» **DATA FOR THIS TASK**
** Start **

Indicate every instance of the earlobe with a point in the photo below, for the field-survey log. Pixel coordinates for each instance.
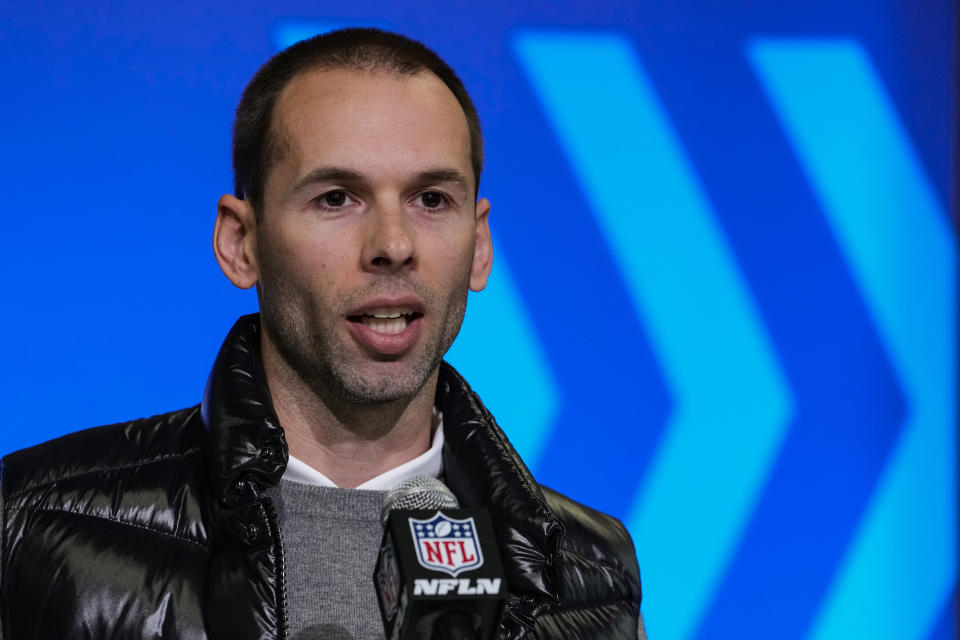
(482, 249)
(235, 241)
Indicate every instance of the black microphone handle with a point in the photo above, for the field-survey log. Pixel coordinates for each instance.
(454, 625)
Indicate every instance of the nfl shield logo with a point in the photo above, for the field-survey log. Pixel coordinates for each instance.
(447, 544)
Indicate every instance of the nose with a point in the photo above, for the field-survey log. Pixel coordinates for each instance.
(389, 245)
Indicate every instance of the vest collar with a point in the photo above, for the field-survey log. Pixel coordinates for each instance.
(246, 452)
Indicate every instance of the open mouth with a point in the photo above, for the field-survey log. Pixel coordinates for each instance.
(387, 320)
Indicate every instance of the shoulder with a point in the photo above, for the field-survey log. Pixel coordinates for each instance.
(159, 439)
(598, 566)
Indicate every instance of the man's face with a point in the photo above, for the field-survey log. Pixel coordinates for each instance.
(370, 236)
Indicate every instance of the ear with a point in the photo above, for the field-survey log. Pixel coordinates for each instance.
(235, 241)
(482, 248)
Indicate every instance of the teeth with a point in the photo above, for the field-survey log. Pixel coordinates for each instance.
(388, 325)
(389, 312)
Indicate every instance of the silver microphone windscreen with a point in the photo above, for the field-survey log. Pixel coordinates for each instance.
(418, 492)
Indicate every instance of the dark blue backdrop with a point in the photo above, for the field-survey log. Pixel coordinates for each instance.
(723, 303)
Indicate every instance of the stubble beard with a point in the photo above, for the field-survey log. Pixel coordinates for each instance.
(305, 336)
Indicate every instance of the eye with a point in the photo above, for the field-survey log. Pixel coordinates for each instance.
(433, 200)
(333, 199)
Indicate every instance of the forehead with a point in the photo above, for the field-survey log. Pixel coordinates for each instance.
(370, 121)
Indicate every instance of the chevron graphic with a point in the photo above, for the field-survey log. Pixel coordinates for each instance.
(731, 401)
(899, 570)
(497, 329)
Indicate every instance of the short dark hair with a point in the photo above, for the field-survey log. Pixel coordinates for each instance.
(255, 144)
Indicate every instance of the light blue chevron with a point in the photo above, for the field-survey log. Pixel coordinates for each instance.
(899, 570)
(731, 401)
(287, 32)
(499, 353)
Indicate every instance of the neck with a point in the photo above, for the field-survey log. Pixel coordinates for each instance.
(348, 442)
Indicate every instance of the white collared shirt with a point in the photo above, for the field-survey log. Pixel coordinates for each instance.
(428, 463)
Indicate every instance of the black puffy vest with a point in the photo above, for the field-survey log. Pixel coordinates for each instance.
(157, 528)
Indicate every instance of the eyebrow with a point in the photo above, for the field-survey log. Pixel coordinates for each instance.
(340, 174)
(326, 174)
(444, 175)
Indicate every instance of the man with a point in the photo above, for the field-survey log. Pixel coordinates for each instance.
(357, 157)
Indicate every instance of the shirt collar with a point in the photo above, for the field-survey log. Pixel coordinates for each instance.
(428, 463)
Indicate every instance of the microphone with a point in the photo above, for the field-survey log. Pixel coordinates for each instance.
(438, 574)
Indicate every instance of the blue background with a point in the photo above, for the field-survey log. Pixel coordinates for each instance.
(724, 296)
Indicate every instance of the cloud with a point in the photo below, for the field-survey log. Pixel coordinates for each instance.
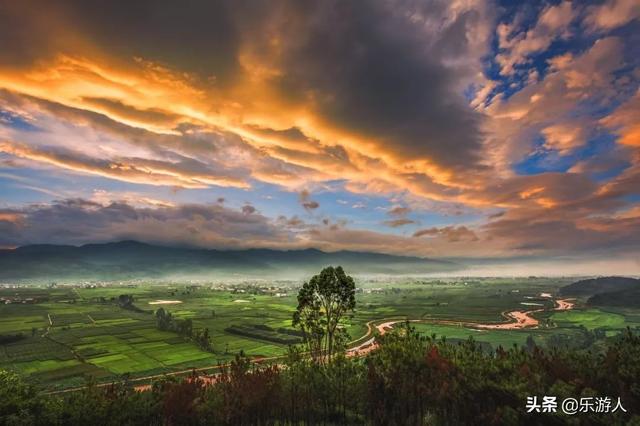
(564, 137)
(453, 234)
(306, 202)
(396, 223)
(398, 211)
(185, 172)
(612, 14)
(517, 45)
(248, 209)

** End **

» **BRIEF**
Please reproduce all the records above with every "field-survey log" swapped for "annotation log" and nothing else altered. Leave the pictures out.

» **RESPONSE**
Indicate every instance of the earlobe with a point in the photo below, for the annotation log. Pixel coordinates for each instance.
(482, 249)
(235, 241)
Indicate every instance of the black microphone handle with a point in the photo above, for the annotation log. Pixel coordinates for each instance.
(454, 625)
Indicate every instance of the nfl shield logo with a point in the photo above, for the annotation log. Pixel coordinates for each instance.
(447, 544)
Indicate every instance of the nose with a point in the photo above, for the annotation log. Pixel coordinates for each instance.
(389, 245)
Indicate every instance of the vest collar with a point in the photo above, for the annotation log. Pixel coordinates for each instance.
(246, 452)
Indicate every instance of the open mouth with a point in the photo above, for the annotation log. Pixel coordinates for each instance.
(387, 320)
Indicate every instance of the shoulder with a point in the photo above, for the annotation log. Pixel coordinates for each instance.
(159, 439)
(598, 566)
Indicate every instance of the man's face with a point in the photo above, for the annotation log. Pixel coordinates for each instance.
(370, 236)
Indicate every instance of the ear with a point in the photo above, for the annotation log. Pixel coordinates for each instance.
(235, 241)
(482, 248)
Indicate every instance of the teeth with a point in the photo above, for the annotation log. Pixel coordinates for each instance.
(388, 325)
(389, 312)
Indicate every instance of the silver microphone windscreen with a point in the photo above, for the annotation log. Pixel coordinates for each instance.
(418, 492)
Indicate every instance of the dark blue backdrop with a point in the photo above, for the annotation log. Pixel coordinates for each instance.
(723, 303)
Indicate every instance of the stubble beard with a point in the photo above, for the annotation log. Pixel coordinates for each instance.
(305, 336)
Indicate every instance of the eye with a point in the photo above, for the annotation log. Pixel coordinates for each instance.
(433, 200)
(333, 199)
Indicate every instance of the forehead with a point in the photo above, for the annotation log. Pixel coordinates for each instance.
(370, 121)
Indicate every instance of the chevron graphic with a point in the photo above, for the annotation log. Pixel coordinates for each instance.
(731, 401)
(899, 570)
(497, 329)
Indicate every instance of the short dark hair with a point in the photo above, for the annotation log. Pixel coordinates for each instance.
(255, 144)
Indicate every instance of the light blue chevron with a point in the photo above, for the annotation log. Pixel coordinates for each instance.
(899, 570)
(731, 401)
(287, 32)
(499, 353)
Indicate every instance of the neck with a point in the photo above, for the annotation log. Pixel coordinates for each instance.
(348, 442)
Indicate every instance of the white collared shirt with a point in the photo above, for the annotation log. Pixel coordinates for each instance.
(428, 463)
Indicate every instance of the black puffy vest with a point in the photo above, for the annotation log. Pixel coordinates for each instance.
(157, 528)
Indicate every instance of the eyebrow with a point in the photo above, for the annotation log. Pixel coordinates for each instance.
(340, 174)
(326, 174)
(444, 175)
Indicate every instance of the man with a point in the photo above, for the annotation log. Pixel coordinates for each instance.
(357, 157)
Indicate every instance of the shirt collar with a point in the photo above, for the annotation log. Pixel coordinates for each instance.
(428, 463)
Indicate every instance of the microphone with a point in the photo above, for the annotation log. Pixel coordinates for each instance.
(438, 574)
Indicate every instance of the blue background with a point in the photo above, for the annotation log. Pixel coordinates for each instance.
(724, 296)
Indicate every instance of the cloud with a point in the photo below, for the annotation log. Pixel coordinates for each instance.
(564, 137)
(453, 234)
(306, 202)
(396, 223)
(398, 211)
(185, 172)
(612, 14)
(517, 45)
(248, 209)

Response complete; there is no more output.